- _Assignment_
The answer should consist of each line below that contains the word "field".

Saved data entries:

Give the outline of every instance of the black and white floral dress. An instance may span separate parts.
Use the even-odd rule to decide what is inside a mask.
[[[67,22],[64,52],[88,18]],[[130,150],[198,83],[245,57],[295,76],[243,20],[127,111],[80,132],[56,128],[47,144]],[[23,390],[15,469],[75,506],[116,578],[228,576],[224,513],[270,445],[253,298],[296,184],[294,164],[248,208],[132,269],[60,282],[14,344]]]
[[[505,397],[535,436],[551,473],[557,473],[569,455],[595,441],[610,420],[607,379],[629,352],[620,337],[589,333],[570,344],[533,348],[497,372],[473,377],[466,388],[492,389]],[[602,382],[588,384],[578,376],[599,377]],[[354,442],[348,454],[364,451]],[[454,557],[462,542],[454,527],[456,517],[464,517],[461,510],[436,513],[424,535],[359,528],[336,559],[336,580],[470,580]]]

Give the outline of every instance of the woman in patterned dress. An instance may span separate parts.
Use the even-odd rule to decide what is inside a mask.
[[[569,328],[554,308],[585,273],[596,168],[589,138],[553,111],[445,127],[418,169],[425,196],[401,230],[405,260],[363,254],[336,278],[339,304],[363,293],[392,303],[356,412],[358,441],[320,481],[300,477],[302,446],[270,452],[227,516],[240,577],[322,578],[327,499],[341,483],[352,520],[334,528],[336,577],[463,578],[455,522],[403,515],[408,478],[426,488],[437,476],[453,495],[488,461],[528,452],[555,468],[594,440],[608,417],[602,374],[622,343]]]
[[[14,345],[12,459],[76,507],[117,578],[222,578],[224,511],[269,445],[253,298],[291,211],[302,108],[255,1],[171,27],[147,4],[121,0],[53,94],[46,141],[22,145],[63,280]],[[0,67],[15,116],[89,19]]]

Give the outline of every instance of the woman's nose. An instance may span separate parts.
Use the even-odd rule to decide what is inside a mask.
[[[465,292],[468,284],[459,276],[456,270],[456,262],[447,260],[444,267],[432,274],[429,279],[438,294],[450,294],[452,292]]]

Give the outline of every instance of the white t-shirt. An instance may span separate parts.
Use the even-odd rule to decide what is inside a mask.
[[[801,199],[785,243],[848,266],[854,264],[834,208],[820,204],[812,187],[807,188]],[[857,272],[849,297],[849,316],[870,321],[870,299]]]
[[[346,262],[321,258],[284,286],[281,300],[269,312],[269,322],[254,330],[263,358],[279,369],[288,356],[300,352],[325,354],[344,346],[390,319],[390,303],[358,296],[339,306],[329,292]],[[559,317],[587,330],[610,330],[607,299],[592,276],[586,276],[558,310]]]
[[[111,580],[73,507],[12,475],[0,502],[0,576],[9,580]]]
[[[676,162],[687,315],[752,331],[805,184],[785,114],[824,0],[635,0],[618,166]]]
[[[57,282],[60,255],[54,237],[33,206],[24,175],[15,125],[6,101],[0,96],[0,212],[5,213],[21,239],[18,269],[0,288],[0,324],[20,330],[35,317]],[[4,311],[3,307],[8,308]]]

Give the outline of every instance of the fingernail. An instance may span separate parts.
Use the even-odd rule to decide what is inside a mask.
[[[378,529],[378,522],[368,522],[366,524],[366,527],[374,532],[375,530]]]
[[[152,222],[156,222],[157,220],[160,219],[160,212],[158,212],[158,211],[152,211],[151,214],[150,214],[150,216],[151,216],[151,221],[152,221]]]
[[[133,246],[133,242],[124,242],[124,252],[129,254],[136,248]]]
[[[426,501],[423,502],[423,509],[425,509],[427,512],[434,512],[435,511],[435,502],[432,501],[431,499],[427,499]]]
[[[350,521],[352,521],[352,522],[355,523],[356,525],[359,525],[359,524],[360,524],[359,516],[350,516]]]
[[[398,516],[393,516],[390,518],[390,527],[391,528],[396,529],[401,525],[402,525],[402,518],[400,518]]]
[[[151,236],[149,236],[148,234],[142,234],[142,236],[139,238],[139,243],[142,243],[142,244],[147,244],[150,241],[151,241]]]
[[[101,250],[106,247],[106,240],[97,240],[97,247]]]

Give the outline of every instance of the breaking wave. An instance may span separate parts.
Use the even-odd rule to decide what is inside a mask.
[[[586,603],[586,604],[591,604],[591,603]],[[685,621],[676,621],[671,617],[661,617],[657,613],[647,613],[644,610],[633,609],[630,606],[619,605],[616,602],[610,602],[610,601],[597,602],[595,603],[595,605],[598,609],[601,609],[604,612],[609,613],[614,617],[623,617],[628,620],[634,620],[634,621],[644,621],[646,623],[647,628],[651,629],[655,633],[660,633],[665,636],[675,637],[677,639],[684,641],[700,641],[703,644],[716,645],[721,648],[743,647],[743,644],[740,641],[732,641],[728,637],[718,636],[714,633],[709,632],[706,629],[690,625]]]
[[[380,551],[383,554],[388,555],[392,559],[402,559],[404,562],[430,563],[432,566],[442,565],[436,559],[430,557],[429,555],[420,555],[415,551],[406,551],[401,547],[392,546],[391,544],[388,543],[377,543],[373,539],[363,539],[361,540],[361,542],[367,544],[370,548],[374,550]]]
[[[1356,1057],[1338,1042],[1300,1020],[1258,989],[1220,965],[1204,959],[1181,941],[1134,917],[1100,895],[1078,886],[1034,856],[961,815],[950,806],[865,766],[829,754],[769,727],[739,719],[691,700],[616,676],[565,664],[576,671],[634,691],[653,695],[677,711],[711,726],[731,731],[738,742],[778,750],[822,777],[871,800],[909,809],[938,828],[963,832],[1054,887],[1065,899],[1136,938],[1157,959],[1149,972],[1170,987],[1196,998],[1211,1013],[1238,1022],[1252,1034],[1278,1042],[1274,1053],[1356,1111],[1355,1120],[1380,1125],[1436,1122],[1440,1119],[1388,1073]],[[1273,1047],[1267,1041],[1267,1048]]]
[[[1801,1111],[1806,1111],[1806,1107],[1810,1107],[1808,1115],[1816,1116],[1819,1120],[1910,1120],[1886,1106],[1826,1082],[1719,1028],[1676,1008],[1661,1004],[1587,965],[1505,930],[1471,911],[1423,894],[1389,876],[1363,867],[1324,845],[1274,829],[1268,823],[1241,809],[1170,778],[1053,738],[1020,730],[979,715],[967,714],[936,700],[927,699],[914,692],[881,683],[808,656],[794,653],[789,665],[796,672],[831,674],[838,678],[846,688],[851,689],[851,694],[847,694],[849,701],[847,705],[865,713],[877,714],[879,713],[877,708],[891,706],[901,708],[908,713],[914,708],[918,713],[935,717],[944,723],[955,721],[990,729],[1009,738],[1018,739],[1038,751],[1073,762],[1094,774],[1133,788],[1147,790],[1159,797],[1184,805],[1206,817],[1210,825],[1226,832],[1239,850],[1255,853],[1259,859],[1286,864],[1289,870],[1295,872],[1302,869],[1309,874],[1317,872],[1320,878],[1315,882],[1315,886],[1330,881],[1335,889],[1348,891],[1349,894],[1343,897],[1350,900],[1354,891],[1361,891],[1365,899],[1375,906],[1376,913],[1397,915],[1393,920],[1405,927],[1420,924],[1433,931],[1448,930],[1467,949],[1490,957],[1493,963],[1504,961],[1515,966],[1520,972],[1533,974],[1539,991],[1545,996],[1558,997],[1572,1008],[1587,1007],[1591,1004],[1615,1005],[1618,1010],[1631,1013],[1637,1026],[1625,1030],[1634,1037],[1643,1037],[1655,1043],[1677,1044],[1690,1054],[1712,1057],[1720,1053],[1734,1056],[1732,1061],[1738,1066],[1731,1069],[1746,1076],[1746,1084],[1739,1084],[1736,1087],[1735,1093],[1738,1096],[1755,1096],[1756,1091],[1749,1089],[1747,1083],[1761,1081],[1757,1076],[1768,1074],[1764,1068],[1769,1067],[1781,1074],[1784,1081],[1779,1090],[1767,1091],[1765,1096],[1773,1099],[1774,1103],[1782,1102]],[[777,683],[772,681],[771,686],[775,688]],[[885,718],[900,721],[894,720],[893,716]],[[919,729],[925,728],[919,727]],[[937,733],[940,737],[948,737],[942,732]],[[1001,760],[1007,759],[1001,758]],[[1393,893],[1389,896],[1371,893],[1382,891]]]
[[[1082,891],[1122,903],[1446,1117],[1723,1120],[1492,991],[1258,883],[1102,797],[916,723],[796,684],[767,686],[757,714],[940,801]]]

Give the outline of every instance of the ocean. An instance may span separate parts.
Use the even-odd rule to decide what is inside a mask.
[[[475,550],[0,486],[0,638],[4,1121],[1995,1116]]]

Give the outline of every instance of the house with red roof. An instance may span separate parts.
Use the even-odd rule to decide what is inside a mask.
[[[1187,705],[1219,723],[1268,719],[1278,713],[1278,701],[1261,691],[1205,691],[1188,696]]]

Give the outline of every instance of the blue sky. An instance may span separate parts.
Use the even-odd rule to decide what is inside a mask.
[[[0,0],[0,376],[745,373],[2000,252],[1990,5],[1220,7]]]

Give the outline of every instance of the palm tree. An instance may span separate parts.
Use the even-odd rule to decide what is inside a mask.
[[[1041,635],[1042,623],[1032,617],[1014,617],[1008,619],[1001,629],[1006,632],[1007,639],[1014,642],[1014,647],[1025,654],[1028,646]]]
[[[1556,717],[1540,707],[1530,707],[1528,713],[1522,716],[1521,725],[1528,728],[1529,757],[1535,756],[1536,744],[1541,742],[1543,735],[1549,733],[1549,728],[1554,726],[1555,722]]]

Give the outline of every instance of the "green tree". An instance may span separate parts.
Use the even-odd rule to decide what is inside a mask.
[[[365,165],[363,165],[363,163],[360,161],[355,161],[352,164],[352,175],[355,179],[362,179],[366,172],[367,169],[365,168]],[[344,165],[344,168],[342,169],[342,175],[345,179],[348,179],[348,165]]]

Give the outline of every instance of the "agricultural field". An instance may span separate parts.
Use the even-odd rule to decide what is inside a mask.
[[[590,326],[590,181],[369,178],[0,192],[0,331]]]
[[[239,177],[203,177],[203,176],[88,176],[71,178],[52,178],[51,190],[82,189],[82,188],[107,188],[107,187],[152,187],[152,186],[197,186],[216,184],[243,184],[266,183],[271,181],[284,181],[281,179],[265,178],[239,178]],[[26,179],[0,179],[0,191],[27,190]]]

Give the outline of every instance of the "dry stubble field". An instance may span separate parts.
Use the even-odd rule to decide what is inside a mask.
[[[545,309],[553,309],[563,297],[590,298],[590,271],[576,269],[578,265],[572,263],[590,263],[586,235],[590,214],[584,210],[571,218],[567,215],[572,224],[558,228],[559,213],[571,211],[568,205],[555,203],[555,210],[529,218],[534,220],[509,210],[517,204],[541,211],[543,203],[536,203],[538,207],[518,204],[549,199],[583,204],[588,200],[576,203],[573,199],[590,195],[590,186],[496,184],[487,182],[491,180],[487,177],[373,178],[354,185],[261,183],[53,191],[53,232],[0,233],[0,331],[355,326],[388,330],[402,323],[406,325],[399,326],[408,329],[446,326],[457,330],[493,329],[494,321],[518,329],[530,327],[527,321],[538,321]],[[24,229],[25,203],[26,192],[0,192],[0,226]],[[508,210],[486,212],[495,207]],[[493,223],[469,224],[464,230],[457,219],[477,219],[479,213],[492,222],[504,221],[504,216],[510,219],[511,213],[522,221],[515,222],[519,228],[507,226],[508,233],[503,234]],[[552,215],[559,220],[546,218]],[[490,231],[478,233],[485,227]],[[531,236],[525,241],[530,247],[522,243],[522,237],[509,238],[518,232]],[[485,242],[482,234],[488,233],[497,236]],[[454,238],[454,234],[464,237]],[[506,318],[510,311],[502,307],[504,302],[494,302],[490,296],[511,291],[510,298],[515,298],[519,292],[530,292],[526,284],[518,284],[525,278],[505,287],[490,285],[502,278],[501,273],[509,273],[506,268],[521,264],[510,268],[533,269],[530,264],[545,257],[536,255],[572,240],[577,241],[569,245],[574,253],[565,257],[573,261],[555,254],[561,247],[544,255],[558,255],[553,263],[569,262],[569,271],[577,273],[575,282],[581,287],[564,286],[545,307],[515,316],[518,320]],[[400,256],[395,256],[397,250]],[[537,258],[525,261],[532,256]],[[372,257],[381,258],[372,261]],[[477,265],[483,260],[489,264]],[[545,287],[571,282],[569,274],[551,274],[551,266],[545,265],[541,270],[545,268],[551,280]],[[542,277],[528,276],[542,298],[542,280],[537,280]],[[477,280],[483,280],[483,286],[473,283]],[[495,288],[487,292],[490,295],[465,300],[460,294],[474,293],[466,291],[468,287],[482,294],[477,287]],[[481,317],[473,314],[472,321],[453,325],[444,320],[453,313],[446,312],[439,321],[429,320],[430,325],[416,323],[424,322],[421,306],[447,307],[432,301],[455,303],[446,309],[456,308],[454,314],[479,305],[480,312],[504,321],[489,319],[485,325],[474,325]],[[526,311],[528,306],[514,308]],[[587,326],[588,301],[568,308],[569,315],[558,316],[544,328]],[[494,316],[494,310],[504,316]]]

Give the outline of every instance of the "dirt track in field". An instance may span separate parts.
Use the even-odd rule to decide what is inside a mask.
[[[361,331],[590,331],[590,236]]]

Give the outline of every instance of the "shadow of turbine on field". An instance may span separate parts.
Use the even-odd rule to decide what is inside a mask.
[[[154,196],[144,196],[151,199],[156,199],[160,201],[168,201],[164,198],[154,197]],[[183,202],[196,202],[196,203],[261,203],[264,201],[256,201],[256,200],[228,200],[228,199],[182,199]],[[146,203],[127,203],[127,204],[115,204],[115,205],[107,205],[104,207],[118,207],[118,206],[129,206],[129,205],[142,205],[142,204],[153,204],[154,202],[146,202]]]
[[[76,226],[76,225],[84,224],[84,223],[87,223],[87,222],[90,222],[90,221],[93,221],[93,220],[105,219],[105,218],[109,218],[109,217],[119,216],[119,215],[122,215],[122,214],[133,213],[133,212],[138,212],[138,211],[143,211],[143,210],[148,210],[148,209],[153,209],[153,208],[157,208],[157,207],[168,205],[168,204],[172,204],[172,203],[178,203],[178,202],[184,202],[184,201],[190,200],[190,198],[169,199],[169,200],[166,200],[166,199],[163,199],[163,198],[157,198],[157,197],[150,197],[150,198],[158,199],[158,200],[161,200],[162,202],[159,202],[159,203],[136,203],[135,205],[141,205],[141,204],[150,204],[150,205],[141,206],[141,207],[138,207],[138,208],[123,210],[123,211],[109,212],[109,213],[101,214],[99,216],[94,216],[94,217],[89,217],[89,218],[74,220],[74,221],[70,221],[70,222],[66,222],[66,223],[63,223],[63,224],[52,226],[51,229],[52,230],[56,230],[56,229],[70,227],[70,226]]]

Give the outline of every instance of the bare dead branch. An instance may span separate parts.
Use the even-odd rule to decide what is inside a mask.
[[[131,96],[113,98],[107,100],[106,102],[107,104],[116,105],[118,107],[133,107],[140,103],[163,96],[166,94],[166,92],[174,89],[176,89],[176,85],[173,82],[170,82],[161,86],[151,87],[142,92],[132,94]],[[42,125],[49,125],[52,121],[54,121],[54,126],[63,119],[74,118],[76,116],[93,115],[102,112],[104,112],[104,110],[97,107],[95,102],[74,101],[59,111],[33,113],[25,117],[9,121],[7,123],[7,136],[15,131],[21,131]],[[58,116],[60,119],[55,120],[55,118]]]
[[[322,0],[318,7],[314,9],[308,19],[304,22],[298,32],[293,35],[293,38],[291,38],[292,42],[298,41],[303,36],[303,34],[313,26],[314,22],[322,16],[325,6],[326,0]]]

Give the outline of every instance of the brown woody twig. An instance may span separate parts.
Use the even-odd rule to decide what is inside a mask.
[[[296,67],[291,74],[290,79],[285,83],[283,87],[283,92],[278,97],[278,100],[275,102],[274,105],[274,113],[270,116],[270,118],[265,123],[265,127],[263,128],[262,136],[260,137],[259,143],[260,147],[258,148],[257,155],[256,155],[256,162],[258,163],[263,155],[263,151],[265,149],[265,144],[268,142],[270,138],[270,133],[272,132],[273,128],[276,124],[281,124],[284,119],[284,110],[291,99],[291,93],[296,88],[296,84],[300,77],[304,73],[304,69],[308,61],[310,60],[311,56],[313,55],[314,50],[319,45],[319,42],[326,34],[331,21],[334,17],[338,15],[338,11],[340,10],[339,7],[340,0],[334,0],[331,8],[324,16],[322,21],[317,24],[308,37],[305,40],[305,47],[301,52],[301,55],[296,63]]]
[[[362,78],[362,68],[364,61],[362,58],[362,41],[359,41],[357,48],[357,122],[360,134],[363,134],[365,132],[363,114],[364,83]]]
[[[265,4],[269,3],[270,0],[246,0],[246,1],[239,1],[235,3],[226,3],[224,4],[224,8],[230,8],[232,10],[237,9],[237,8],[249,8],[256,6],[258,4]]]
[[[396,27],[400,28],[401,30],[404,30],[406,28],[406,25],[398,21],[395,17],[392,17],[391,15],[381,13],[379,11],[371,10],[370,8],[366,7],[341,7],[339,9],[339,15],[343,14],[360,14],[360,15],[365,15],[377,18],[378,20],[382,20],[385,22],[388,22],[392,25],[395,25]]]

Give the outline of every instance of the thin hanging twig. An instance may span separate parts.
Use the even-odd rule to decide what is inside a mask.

- _Result for this task_
Give the outline of every instance of the "agricultural field". An instance may span separate parts.
Give the outline of every instance of the "dry stubble field". An instance may span separate parts.
Give the outline of every instance of the "dirt track in field". An instance may span separate parts.
Give the outline of every instance of the "shadow of turbine on field". An instance may span separate parts.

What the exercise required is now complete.